(Entries from a pointing dataset)

◇ ◇ ◇ ◇

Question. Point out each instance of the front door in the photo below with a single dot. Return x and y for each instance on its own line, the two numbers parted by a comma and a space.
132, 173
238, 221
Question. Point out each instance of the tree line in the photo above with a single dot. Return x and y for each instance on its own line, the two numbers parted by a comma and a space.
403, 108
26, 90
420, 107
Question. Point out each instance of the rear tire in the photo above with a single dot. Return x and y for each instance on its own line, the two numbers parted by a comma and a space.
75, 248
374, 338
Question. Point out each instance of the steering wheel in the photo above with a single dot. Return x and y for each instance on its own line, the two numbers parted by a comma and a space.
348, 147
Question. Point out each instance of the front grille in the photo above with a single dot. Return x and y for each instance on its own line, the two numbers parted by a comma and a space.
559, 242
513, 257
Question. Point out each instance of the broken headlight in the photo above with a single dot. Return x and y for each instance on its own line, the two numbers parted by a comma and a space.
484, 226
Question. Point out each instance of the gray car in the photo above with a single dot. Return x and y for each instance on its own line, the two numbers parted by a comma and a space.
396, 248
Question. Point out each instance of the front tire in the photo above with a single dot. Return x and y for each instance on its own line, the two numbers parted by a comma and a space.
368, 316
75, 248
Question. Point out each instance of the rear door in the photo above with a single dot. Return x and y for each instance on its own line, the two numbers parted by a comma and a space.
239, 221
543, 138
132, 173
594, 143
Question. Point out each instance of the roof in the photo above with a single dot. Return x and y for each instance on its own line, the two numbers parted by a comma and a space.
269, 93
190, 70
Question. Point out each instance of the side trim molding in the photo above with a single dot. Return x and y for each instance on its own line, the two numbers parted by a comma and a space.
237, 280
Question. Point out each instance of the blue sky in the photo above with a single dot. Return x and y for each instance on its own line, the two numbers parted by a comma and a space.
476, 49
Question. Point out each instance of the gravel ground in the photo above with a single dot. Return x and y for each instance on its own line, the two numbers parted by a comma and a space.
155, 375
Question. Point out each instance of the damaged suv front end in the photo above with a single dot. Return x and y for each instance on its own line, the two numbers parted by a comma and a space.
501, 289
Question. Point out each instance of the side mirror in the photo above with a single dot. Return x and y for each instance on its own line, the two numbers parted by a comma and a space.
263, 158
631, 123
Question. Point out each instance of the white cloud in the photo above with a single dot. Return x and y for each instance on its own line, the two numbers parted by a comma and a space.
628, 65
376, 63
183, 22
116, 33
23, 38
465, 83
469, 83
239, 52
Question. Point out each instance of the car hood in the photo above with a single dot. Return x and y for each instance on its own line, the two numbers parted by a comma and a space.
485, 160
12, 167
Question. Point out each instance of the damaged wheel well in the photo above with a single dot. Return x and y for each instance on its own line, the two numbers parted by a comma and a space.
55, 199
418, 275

◇ ◇ ◇ ◇

Restate each record word for word.

__Reply__:
Question. Point out each instance of the front door in the photo below with a single dot. Return x and y for each instance on its own line, the two numbers parted by a comma and a space.
132, 173
238, 221
Question. Point out each instance of the tree line in the photo above with a single dot. Return x and y for each instance on its own line, the two numbers parted by a comma and a space.
403, 108
26, 90
420, 107
Question. Point out each instance of the rear tire in the photo above with a single dot. Return x and y for each instance on its own line, the two numbers parted by a comma and a space.
75, 248
374, 338
Question. Point out each instance of the steering wheel in the photo above with a single dot. Return x and y for each instance on its own line, the two numbers parted by a comma and a space.
348, 147
Question. Point out each instance of the front grille in the photo above with a single dot. Return x and y for each instance on its own line, the two numbers parted by a comma and a space.
559, 242
513, 257
Question. Point out each instance of the broken headlight in the photo above with a single dot. Return x and y for each instance on its own line, the two numbers parted by a comma and a space.
484, 226
Question. Point out each instance of the gray car in the photo above with a single dot. Return x and y for each instance on its own line, the two numbers parted by a comma and a space.
396, 248
Question. Point out each instance of the front tire in the photo above with a single dot. Return x and y for each instance on its own line, the two numbers parted by a comma and a space.
368, 316
75, 248
Question. Point out each instance of the rear door in the photo above with a single dot. Return x and y for each instance on its own line, the two numbers parted by a comma and a space.
239, 221
543, 138
132, 173
594, 143
Question. Point out each instance of the roof in the photo above with a single dot. Return x and y for each instance on its own line, the two numbers parted by a comma and a space.
269, 93
190, 70
Question. Point out each instance of the side trim molding in the photo above with a single dot. Return x and y for each instance on its own line, the two numbers parted by a comma and a space.
237, 280
Question. Point out each instance of the blue sky in the photo above with a single dot. Return x and y for each instance on its own line, the two numbers parted by a comma and a space.
476, 49
Question. Point out each instance of the gravel ground in the photo above with a single dot. Return x and y for each instance on its own line, the two numbers parted by a comma and a space.
155, 375
Question. Point out each instance of the damaged suv front end in the photo above with a single dot. Return x and y for each instance on its own line, the two numbers parted by a comma and a space.
501, 289
Question. Point out each instance of the side mirror in the photo above with a single dot. Return x and y for each instance on its own line, the two numbers parted by a comma and a space.
263, 158
631, 123
Question. Point out each instance of the white cloud in the photo above with a single dot. Return x and y for each instance on its own line, the two numbers parted by a comma and a space.
628, 65
376, 63
183, 22
116, 33
23, 38
465, 83
469, 83
239, 52
Question. Point out each instance of the car hood in the photo above with a single dot. Return x and y for each instance on its own line, the two numbers parted by a comma and a space.
485, 160
12, 167
Question. Point out each instance of the damaged wheel well in the photo above with a single dot. Return x and y for each instance on its own line, the two numbers parted by a comma and a space.
55, 199
418, 275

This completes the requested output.